GIVEN INFORMATION:
· · ·
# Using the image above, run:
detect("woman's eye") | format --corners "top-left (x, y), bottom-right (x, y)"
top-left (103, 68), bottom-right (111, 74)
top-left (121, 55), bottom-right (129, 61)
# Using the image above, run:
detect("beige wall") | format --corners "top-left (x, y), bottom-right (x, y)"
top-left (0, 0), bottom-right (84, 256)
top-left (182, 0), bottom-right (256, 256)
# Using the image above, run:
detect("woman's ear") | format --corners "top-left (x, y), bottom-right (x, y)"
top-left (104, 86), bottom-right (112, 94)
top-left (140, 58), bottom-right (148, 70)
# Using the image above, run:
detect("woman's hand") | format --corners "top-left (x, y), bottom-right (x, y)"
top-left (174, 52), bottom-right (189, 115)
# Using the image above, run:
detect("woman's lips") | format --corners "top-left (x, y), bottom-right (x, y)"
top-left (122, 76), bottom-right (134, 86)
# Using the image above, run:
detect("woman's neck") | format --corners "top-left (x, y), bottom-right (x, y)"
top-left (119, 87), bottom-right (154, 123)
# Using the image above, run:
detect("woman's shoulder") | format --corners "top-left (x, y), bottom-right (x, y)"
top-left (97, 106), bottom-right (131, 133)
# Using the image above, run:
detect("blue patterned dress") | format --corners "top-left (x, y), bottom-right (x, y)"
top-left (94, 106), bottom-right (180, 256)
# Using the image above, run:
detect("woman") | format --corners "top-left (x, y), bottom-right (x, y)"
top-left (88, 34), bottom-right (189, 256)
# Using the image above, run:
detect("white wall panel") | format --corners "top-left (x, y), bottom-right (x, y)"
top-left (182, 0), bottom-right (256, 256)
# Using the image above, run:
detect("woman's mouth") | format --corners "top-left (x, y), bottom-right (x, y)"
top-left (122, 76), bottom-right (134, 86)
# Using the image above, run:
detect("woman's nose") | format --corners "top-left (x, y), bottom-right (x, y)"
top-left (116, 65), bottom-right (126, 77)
· · ·
WHAT THE TASK REQUIRES: Can you convert all of the entries above into a numbered list, one line per item, with the blank lines left out?

RESULT:
1. # Using the image above, run:
2. detect("woman's eye") | format --corners "top-left (x, y), bottom-right (x, y)"
3. top-left (103, 68), bottom-right (111, 74)
4. top-left (121, 55), bottom-right (129, 61)
5. # Using the image above, run:
6. detect("beige wall") | format --corners "top-left (x, y), bottom-right (x, y)"
7. top-left (0, 0), bottom-right (84, 256)
8. top-left (182, 0), bottom-right (256, 256)
9. # Using the image above, run:
10. detect("woman's ear") | format --corners "top-left (x, y), bottom-right (x, y)"
11. top-left (104, 86), bottom-right (112, 94)
12. top-left (140, 58), bottom-right (148, 70)
13. # Using the image above, run:
14. detect("woman's hand") | format --corners "top-left (x, y), bottom-right (x, y)"
15. top-left (174, 52), bottom-right (189, 115)
16. # Using the image above, run:
17. detect("woman's lips") | format --corners "top-left (x, y), bottom-right (x, y)"
18. top-left (122, 76), bottom-right (134, 86)
19. # Using the image above, run:
20. detect("woman's neck") | format --corners "top-left (x, y), bottom-right (x, y)"
21. top-left (119, 87), bottom-right (154, 123)
22. # Using the image above, run:
23. detect("woman's shoulder") | format --corners "top-left (x, y), bottom-right (x, y)"
24. top-left (97, 106), bottom-right (131, 133)
25. # Using the image above, run:
26. detect("blue patterned dress") | format --corners "top-left (x, y), bottom-right (x, y)"
27. top-left (94, 106), bottom-right (180, 256)
28. # Using the image above, run:
29. detect("woman") | format --corners "top-left (x, y), bottom-right (x, y)"
30. top-left (88, 34), bottom-right (189, 256)
31. # Using the image above, run:
32. detect("white wall panel") | format --corners "top-left (x, y), bottom-right (x, y)"
33. top-left (182, 0), bottom-right (256, 256)
34. # Using the image above, run:
35. detect("woman's mouth") | format --corners "top-left (x, y), bottom-right (x, y)"
36. top-left (122, 76), bottom-right (134, 86)
37. # Using the image above, run:
38. detect("woman's nose") | format --corners "top-left (x, y), bottom-right (x, y)"
39. top-left (116, 65), bottom-right (126, 77)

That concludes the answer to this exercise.